**DATASET CONTENT:**
_ _ _ _ _ _ _
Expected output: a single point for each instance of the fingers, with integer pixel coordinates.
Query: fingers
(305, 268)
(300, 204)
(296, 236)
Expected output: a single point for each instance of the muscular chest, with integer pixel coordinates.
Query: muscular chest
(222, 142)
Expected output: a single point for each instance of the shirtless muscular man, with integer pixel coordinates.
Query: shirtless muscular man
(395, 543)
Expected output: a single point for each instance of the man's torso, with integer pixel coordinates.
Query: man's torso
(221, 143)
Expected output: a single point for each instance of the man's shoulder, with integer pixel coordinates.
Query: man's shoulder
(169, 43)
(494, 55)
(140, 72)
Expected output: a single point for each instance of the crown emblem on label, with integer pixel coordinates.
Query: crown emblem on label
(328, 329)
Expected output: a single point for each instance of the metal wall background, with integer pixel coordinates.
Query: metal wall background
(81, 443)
_ _ _ _ _ _ _
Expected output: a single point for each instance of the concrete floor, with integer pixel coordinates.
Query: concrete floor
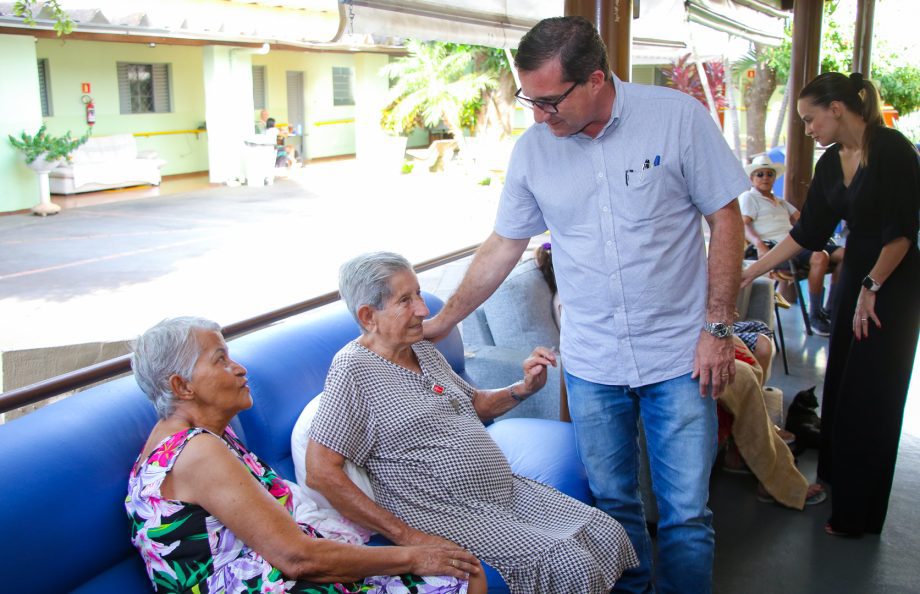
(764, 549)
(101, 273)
_ _ _ _ _ _ _
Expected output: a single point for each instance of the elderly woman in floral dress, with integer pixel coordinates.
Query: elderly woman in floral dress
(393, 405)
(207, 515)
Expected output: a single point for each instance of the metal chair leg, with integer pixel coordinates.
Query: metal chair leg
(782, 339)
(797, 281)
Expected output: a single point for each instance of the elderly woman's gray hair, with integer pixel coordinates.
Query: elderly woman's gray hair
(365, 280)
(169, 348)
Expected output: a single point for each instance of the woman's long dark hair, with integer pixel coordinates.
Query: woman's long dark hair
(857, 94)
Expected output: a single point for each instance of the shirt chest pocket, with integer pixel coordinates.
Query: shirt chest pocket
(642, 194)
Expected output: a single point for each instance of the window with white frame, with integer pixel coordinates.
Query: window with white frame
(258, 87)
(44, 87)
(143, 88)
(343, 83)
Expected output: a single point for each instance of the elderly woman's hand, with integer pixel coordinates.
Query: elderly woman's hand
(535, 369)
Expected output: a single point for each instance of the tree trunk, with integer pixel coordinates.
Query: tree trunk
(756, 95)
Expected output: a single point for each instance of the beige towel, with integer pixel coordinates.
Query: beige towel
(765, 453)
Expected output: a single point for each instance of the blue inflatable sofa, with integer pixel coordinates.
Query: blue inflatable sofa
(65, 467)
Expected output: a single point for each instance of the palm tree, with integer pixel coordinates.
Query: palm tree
_ _ _ _ _ _ _
Rewrite the material from the line with "Expected output: a single point for each instance of the blue" up to and including the line with "Query: palm tree", replacing "inflatable" with "vinyl" and leaving everything else unchanged.

Expected output: a single point for each instance of the blue vinyl sofa, with integer pixel coordinates.
Query: blue vinyl sofa
(65, 467)
Expected output: a single point for each instance of the palm tree, with integer pixel coordinates.
Query: palm tree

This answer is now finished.